• What is being asked: Type again, exactly, the lines below from the start through the line that includes "--target rocky shoreline".

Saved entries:
▼
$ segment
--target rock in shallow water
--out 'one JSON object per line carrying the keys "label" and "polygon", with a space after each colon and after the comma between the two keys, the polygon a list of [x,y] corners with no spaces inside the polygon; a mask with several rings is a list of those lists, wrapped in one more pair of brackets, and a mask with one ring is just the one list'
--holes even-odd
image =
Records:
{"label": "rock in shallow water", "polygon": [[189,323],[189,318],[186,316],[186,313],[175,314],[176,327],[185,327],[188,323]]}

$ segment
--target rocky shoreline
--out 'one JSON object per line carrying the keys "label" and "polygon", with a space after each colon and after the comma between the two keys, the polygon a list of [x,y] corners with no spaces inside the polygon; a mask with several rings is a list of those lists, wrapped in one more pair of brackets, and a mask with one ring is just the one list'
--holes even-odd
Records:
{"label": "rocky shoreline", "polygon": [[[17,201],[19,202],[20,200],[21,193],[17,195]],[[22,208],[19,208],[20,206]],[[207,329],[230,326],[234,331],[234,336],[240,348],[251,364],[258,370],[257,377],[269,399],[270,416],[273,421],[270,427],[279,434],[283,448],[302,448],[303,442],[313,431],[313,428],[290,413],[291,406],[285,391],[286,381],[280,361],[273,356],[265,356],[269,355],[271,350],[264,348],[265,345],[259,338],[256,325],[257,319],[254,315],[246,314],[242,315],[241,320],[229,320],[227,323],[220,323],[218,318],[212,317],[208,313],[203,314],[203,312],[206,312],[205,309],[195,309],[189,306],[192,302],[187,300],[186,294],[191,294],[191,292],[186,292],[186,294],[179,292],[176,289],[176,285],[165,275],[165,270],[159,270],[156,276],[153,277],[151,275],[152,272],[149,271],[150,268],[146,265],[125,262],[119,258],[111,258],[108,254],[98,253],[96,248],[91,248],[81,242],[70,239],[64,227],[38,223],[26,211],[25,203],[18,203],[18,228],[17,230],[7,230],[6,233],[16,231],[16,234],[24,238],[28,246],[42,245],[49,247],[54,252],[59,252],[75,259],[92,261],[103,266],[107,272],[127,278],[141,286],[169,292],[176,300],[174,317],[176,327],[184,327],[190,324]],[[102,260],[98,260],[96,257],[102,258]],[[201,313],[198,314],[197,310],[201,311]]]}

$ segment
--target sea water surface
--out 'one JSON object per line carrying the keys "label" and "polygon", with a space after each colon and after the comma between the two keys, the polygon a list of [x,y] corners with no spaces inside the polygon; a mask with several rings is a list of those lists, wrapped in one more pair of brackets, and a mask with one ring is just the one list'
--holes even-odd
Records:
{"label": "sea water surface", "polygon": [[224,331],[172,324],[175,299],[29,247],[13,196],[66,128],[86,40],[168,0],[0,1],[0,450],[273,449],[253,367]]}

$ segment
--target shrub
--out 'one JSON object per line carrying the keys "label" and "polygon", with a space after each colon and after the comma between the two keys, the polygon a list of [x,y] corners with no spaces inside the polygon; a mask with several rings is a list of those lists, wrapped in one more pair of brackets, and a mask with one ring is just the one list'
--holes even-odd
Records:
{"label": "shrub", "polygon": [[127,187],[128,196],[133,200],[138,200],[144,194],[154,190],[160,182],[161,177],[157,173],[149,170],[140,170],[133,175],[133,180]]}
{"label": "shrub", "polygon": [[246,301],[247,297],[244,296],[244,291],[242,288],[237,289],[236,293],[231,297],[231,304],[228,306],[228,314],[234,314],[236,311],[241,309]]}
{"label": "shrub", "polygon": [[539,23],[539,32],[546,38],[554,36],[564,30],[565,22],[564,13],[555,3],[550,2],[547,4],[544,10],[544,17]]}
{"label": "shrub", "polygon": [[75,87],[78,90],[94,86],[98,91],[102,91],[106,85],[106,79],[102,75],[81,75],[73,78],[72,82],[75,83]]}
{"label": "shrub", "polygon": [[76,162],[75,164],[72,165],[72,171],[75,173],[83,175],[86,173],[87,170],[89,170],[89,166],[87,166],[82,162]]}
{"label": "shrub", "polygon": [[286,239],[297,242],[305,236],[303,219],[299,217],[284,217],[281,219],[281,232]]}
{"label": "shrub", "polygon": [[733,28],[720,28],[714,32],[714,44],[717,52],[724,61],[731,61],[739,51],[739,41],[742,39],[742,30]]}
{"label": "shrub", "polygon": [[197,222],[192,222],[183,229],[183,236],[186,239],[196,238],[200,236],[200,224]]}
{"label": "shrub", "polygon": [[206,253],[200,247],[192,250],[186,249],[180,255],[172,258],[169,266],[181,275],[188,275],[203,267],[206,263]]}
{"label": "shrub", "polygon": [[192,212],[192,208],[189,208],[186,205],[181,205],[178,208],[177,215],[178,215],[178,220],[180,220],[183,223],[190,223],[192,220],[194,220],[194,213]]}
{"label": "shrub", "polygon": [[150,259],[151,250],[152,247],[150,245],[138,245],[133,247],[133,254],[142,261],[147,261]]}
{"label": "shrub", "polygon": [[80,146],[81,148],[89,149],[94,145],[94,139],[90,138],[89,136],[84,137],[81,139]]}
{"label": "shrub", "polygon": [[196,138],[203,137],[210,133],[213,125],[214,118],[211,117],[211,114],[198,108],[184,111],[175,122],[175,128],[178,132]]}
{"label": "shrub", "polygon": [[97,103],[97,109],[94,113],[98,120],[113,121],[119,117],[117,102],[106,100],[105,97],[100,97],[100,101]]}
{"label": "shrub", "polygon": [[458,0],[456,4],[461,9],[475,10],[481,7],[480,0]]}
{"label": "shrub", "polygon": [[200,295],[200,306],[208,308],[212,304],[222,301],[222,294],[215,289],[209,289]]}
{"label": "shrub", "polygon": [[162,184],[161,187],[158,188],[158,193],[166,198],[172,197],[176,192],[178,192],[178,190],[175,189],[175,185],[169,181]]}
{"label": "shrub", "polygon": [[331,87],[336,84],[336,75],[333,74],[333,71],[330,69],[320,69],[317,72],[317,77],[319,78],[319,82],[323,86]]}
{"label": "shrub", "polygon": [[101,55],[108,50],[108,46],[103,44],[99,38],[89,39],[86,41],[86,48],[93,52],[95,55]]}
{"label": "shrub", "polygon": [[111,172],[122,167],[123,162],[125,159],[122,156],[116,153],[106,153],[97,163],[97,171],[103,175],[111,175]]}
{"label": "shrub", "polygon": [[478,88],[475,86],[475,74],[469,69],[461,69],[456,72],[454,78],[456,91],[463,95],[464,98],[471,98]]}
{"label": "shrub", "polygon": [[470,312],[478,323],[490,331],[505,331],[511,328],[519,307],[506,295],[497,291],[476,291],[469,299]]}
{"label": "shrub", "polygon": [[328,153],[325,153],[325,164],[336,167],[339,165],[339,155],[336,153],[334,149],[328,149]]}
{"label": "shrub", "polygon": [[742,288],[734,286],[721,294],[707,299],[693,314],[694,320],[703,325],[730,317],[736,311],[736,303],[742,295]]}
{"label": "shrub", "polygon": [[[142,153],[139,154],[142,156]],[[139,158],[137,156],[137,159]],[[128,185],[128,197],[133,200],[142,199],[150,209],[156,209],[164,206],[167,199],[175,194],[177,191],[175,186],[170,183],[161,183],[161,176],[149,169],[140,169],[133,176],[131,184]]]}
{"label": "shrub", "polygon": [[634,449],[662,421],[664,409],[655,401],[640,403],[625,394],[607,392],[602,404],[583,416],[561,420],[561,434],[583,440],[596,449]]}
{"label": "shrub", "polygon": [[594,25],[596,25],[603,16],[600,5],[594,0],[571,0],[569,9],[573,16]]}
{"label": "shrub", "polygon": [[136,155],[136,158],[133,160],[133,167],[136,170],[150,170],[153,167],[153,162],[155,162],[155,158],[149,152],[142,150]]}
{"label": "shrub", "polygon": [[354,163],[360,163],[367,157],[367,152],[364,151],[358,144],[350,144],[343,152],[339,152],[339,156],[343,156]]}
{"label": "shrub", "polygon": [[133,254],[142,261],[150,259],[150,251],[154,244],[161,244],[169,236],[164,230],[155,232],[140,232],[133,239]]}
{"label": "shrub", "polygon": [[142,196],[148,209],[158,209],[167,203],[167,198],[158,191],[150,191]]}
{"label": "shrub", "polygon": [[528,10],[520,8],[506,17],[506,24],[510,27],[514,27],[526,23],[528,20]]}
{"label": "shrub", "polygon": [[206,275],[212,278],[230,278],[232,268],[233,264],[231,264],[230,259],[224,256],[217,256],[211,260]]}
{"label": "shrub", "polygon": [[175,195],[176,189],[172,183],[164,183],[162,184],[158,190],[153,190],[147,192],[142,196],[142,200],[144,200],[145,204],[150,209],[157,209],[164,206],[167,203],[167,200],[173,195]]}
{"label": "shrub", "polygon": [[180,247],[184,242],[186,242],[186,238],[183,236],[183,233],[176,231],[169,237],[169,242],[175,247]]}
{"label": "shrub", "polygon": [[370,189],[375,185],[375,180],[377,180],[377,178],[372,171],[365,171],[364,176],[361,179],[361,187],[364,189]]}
▲
• Solution:
$ segment
--target rock in shallow water
--out 'one JSON object per line carrying the keys "label" and "polygon", with a space after each colon and after the comma between the two keys, the polygon a list of [x,y] corners with no spaces inside the polygon; a mask with several rings is a list of those lists, wrapped in one more pair of brackets, and a mask with one ring is just the one list'
--holes even-odd
image =
Records:
{"label": "rock in shallow water", "polygon": [[189,323],[189,318],[186,316],[186,313],[175,314],[176,327],[185,327],[188,323]]}

$ segment
--target rocky shoreline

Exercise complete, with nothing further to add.